- _文档正文_
给出一个链表和一个数k, 比如链表1→2→3→4→5→6; 

若k=2, 则翻转后2→1→4→3→6→5; 

若k=3, 则翻转后3→2→1→6→5→4; 

若k=4, 则翻转后4→3→2→1→5→6;

用程序实现.

题目出自: 2014美团网校园招聘笔试试题 哈尔滨站 2013年9月10日

解答: 

链表翻转问题, 可以使用递归进行求解, 即倒序打印, 依次倒序输出每段链表, 最后输出剩余链表;

笔试代码:

/*反转链表*/

ListNode* ReverseList (ListNode* pHead, ListNode* pTail)
{
	ListNode* pReversedHead = NULL;
	ListNode* pNode = pHead;
	ListNode* pPrev = NULL;

	while (pNode != pTail)
	{
		ListNode* pNext = pNode->m_pNext;
		if(pNext == pTail)
			pReversedHead = pNode;
		pNode->m_pNext = pPrev;
		pPrev = pNode;
		pNode = pNext;
	}

	return pReversedHead;
}

/*K链表翻转*/

ListNode* KReverseList (const int k, ListNode* pHead)
{
	ListNode* pReversedList = NULL;
	ListNode* pReversedTail = NULL;
	int index = 0;

	ListNode* pStart = pHead; //起始结点
	ListNode* pEnd = pHead; //结尾结点

	for(int i=0; i<k; ++i) {
		pEnd = pEnd->m_pNext;
		if(pEnd == NULL)

- _练习任务_
接着讲链表按k个一组翻转的这篇文字，从它停下处续写下去。

数据记录:
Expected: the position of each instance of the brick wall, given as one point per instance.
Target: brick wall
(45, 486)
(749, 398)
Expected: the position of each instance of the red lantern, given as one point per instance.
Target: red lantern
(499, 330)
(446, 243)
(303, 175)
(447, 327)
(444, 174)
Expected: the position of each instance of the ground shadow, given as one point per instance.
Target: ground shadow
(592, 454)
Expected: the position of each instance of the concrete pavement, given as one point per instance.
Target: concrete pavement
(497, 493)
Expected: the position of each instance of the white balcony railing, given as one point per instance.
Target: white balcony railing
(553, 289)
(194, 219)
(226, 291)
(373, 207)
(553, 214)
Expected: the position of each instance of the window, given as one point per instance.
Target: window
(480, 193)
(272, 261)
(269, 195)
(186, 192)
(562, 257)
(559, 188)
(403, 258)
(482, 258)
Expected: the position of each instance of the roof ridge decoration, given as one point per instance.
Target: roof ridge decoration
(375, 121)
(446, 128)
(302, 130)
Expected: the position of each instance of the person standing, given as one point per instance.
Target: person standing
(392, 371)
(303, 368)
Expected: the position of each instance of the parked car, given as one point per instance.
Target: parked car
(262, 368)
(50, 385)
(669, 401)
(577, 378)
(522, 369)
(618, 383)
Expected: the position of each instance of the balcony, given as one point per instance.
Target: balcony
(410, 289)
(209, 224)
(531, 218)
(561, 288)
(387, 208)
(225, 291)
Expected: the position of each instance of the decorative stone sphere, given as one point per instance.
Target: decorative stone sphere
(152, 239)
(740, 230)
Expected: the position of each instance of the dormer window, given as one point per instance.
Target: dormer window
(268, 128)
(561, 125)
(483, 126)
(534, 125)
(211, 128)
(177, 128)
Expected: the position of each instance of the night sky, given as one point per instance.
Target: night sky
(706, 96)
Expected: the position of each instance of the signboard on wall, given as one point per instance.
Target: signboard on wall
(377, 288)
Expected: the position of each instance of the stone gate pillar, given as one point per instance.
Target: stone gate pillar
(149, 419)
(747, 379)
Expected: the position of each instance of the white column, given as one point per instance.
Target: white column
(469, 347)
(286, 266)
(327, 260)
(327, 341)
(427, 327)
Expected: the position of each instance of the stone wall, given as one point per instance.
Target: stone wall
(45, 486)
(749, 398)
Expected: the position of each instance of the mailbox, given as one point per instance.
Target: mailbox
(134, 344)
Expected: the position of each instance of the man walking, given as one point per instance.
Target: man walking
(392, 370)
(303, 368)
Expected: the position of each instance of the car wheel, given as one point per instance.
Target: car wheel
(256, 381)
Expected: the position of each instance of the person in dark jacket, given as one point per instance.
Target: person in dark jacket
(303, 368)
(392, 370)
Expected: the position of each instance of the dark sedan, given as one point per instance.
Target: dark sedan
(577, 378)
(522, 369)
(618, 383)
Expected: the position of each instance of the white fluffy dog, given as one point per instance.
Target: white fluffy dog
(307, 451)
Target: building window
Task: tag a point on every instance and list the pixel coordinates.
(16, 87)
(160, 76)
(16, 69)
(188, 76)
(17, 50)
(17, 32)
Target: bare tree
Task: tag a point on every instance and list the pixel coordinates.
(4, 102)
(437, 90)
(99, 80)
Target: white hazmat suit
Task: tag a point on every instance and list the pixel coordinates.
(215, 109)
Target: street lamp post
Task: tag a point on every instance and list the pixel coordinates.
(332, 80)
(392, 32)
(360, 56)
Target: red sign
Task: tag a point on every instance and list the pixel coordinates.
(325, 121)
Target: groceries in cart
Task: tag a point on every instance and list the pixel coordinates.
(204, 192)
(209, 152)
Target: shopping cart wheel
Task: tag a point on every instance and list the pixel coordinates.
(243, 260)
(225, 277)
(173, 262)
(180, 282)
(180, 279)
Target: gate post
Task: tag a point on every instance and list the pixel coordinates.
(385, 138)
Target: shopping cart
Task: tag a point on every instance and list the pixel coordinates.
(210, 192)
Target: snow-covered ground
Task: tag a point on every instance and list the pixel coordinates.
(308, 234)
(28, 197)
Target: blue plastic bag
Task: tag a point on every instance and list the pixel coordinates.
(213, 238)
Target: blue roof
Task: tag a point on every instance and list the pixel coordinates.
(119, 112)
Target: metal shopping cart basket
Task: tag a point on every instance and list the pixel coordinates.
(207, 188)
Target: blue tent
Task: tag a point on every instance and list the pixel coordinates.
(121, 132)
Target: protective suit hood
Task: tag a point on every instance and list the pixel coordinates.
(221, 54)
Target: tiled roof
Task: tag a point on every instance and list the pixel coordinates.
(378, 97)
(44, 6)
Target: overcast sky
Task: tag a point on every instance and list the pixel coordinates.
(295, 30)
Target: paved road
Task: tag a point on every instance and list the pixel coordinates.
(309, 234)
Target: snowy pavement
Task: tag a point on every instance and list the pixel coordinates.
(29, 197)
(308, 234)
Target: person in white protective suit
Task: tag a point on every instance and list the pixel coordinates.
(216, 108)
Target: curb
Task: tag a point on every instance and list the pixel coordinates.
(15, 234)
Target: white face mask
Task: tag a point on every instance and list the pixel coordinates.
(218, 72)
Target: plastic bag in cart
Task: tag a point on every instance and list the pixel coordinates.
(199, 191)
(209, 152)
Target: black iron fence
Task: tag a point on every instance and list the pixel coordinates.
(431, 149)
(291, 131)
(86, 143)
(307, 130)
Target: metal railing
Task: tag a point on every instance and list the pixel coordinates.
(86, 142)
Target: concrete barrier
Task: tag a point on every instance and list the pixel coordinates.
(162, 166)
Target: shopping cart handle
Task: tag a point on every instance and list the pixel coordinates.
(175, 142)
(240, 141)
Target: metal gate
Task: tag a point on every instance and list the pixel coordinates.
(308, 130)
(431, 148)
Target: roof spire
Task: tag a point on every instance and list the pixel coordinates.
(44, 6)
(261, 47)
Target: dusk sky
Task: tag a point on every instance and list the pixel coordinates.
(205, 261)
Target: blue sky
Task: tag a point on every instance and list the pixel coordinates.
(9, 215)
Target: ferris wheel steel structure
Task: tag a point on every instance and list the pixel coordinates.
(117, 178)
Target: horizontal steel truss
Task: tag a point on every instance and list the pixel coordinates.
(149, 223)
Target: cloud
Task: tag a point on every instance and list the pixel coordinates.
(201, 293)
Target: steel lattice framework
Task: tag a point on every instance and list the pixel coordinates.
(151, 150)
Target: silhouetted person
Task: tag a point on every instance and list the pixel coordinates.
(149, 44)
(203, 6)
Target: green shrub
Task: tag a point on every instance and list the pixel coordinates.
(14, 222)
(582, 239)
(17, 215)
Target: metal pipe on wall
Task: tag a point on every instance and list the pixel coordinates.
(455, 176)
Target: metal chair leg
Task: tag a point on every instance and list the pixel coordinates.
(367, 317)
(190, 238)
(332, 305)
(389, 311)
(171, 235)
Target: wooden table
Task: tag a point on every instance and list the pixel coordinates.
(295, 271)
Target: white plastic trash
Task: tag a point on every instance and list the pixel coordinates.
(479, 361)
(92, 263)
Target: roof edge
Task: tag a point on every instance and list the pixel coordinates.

- _任务答案_
			break;
	}

	pReversedList = ReverseList (pStart, pEnd);
	pReversedTail = pStart;
	pStart = pEnd;

	while (1) 
	{
		if(pEnd == NULL)
			break;

		pEnd = pEnd->m_pNext;
		++index;

		if (index%k == 0) {
			ListNode* pTemp = ReverseList (pStart, pEnd);
			pReversedTail->m_pNext = pTemp;
			pReversedTail = pStart;
			pStart = pEnd;
		}
	}

	if (pStart != NULL)
		pReversedTail->m_pNext = pStart;

	return pReversedList;
}

完整代码:

/*
 * Test.cpp
 *
 *  Created on: 2014.2.27
 *      Author: Spike
 */

/*eclipse cdt, gcc 4.8.1*/

#include <stdio.h>

/*链表结点*/

struct ListNode
{
	int m_nKey;
	ListNode* m_pNext;
};

/*打印链表*/

void PrintList(ListNode* pHead)
{
	ListNode* pNode = pHead;

	printf ("%d\t", pNode->m_nKey);
	while (pNode->m_pNext != NULL) {
		pNode = pNode->m_pNext;
		printf ("%d\t", pNode->m_nKey);
	}

	return;
}

/*反转链表*/

ListNode* ReverseList (ListNode* pHead, ListNode* pTail)
{
	ListNode* pReversedHead = NULL;
	ListNode* pNode = pHead;
	ListNode* pPrev = NULL;

	while (pNode != pTail)
	{
		ListNode* pNext = pNode->m_pNext;
		if(pNext == pTail)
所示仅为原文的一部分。